DOCUMENT EXTRACT.

★ ★ ★ ★

# Food for Shrimp necessary?



## Varig8 (Dec 25, 2007)

I have several shrimp tanks, and honestly, they dont seem too excited about any of the foods Ive offered to them. Most of my tanks are heavily planted, especially with mosses. Can they find what they need to eat in an established tank with plenty of plant growth? I also keep almond leaf in there always and they seem to feed off it constantly. Any info is appreciated!


----------



## Squawkbert (Jan 3, 2007)

AFAIK, they can get by eating the microbes that decompose a hardwood leaf (oak, almond...) - but most shrimpers also supplement w/ a little (very little) algae wafer or sinking pellet from time to time.


----------



## JohnPaul (Aug 28, 2006)

Varig8 said:


> I have several shrimp tanks, and honestly, they dont seem too excited about any of the foods Ive offered to them. Most of my tanks are heavily planted, especially with mosses. Can they find what they need to eat in an established tank with plenty of plant growth? I also keep almond leaf in there always and they seem to feed off it constantly. Any info is appreciated!


If you have a well-aged tank, then your shrimp will be fine eating all of the natural microfauna that grow on every surface in the tank. No need to feed them anything else at all unless you have reason to believe there are more shrimp in the tank than the tank is able to feed "naturally."

If the shrimp are show little to no interest in the food you are putting in, then they are eating plenty. Stop feeding anything, as all it will do is hurt water quality.


----------



## go9ma123 (Dec 22, 2007)

Here are some questions you need to think about.
What are you feeding?
Are you over feeding?
How many types of shrimp food do you have?

★ ★ ★ ★

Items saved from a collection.
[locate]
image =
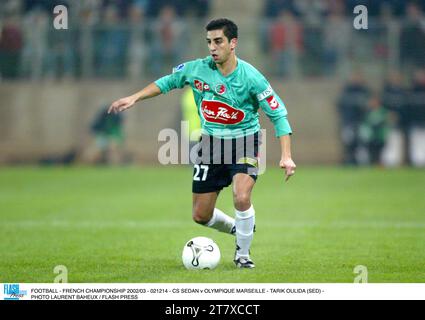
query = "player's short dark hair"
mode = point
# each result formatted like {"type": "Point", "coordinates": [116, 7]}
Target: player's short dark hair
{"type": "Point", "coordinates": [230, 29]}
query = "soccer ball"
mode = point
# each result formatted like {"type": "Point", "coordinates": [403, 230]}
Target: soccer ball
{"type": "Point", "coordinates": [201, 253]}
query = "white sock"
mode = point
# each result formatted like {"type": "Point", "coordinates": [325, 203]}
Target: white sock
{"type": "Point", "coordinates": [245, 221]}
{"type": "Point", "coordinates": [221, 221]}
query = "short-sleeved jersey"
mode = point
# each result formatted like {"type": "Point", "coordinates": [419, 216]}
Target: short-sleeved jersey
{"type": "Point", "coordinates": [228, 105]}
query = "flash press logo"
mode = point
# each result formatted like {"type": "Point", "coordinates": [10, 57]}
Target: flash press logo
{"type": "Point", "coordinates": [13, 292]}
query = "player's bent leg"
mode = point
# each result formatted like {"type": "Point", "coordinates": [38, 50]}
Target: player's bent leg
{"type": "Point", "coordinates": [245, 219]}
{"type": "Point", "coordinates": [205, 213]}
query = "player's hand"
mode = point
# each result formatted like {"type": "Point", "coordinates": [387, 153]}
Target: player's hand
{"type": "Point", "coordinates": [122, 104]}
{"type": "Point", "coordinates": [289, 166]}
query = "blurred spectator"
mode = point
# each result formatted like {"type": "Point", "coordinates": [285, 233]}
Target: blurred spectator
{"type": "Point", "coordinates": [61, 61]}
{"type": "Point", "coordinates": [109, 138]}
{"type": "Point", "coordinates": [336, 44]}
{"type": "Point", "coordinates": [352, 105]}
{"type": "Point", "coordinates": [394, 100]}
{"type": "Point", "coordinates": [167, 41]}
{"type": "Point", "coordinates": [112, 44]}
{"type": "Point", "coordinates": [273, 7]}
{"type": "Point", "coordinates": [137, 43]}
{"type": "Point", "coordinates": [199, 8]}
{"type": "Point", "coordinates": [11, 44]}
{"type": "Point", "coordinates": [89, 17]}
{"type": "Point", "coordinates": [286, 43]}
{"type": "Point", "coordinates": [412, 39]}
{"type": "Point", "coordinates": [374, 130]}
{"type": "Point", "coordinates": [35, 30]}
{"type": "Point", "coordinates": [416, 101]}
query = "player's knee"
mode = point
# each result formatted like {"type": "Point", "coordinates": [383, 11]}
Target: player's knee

★ ★ ★ ★

GOALS.
1/ Name every user who posted in the shrimp-feeding thread, in the order their posts appear.
2/ Pick up the shrimp-feeding thread right after its last line and keep going.
These records have nothing to do with the shrimp-feeding thread.

THE ANSWERS.
1/ Varig8, Squawkbert, JohnPaul, go9ma123

2/
I feed 1 time per day.
I also have few different kinds of food.
I use hikari wafers, hikari, cusine, hikari crs food, tetra flake and shirakura.


----------



## emorsso (Aug 17, 2006)

Hi there,

Sometimes shrimps don't eat because of the water parameters or water conditions.
Do you dose heavily with fertilizer?

In a heavily planted tank, I would say shrimp food is more like a supplement to their diet.
Too much plant food won't make your shrimp grow or enhance their natural color.
Please avoid food that contains Copper, as this might kill the shrimps.

Just to add on, I have many tanks of various shrimps; each tank about 40 shrimps.
I feed daily with either Hayashi Red Bee Shrimp and Hayashi Breeding Diet on alternate days.

IMHO


----------



## fshfanatic (Aug 7, 2008)

I have a 29 planted RCS colony, I feed shirakura twice a week.


----------



## oblongshrimp (Aug 8, 2006)

Try adding a little food every few weeks as the populations grows (remove any uneaten within 6hrs). If they need the food they will eat the stuff you add. If they are not eating then there is sufficient biofilm in the tank to feed them.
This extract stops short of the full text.